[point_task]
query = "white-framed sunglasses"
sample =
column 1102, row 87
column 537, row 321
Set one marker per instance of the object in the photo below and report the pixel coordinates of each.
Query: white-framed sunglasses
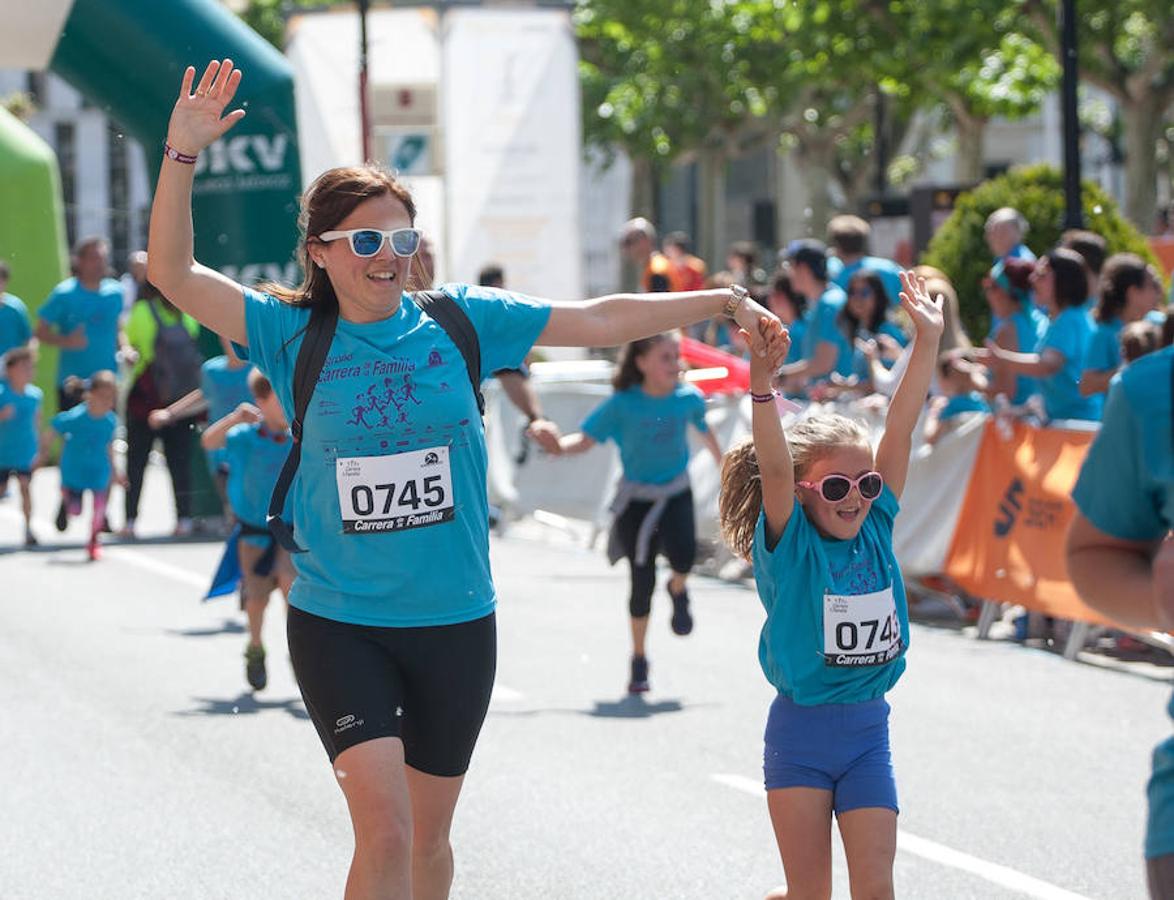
column 366, row 242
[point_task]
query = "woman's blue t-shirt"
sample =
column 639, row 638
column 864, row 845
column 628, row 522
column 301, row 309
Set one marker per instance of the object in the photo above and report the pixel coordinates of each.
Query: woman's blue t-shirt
column 1070, row 333
column 85, row 457
column 649, row 431
column 18, row 434
column 794, row 580
column 392, row 387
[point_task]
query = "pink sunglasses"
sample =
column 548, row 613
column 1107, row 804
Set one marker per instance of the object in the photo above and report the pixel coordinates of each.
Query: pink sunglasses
column 835, row 488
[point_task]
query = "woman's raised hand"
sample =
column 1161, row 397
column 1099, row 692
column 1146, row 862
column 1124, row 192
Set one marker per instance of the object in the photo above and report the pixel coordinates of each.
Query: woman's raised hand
column 198, row 119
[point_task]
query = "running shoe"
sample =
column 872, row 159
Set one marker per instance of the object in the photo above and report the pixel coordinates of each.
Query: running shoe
column 682, row 620
column 255, row 668
column 639, row 683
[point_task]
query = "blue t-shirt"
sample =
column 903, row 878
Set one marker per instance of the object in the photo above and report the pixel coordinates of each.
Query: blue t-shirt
column 18, row 434
column 388, row 387
column 1105, row 346
column 14, row 327
column 85, row 457
column 823, row 325
column 1029, row 323
column 255, row 457
column 224, row 388
column 793, row 581
column 888, row 270
column 71, row 305
column 1126, row 489
column 649, row 431
column 1070, row 333
column 969, row 403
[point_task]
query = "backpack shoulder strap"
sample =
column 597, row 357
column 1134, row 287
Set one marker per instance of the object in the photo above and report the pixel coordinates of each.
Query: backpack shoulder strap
column 311, row 356
column 454, row 320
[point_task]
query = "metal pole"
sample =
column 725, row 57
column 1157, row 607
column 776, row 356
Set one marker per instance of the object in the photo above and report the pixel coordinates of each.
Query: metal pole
column 1073, row 210
column 364, row 108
··········
| What is required |
For this exercise, give the listing again exactly as written, with the pictures omitted.

| Exercise response |
[point_task]
query = "white-framed sunglasses"
sample =
column 1102, row 87
column 537, row 321
Set one marker per instance of the object in the photo below and report the pixel coordinates of each.
Query: white-framed sunglasses
column 366, row 242
[point_task]
query = "woman's blue t-shirt"
sample =
column 639, row 638
column 864, row 845
column 628, row 522
column 301, row 309
Set one marker per instance of the object in the photo above and report the pixel coordinates of each.
Query: woman's blue t-shirt
column 1070, row 333
column 85, row 457
column 649, row 431
column 18, row 434
column 794, row 580
column 392, row 387
[point_task]
query = "pink sunglasses"
sample =
column 548, row 613
column 1107, row 804
Set one marker per instance of the object in the photo above and report the pixel coordinates of each.
Query: pink sunglasses
column 835, row 488
[point_task]
query = "woman's raised hand"
sample =
column 1161, row 397
column 1099, row 692
column 1146, row 862
column 1124, row 192
Set one marker per instance of the object in the photo above and report the pixel coordinates of each.
Query: woman's raised hand
column 198, row 119
[point_task]
query = "running shoe"
sample =
column 872, row 159
Set one marker per instance of the object in the photo above and report the pixel coordinates of each.
Query: running shoe
column 682, row 620
column 255, row 668
column 639, row 683
[point_task]
query = "blue t-shirt"
sample =
column 903, row 878
Set one marker per instance of the object in the photo above and report the pixel coordinates of each.
Query: blue t-shirt
column 18, row 434
column 388, row 387
column 1105, row 346
column 14, row 327
column 85, row 457
column 823, row 325
column 1029, row 323
column 255, row 457
column 224, row 388
column 793, row 581
column 888, row 270
column 71, row 305
column 1126, row 489
column 649, row 431
column 1070, row 333
column 969, row 403
[point_task]
query = "backpack shoulder strap"
sample =
column 597, row 357
column 1134, row 287
Set one marker per instance of the object in the photo above and report the pixel coordinates of each.
Query: backpack shoulder strap
column 311, row 356
column 454, row 320
[point_task]
query = "metal pole"
sample =
column 725, row 57
column 1157, row 607
column 776, row 356
Set one marker per instance of the object in the photo above and report the pixel coordinates of each.
Query: metal pole
column 1073, row 210
column 364, row 108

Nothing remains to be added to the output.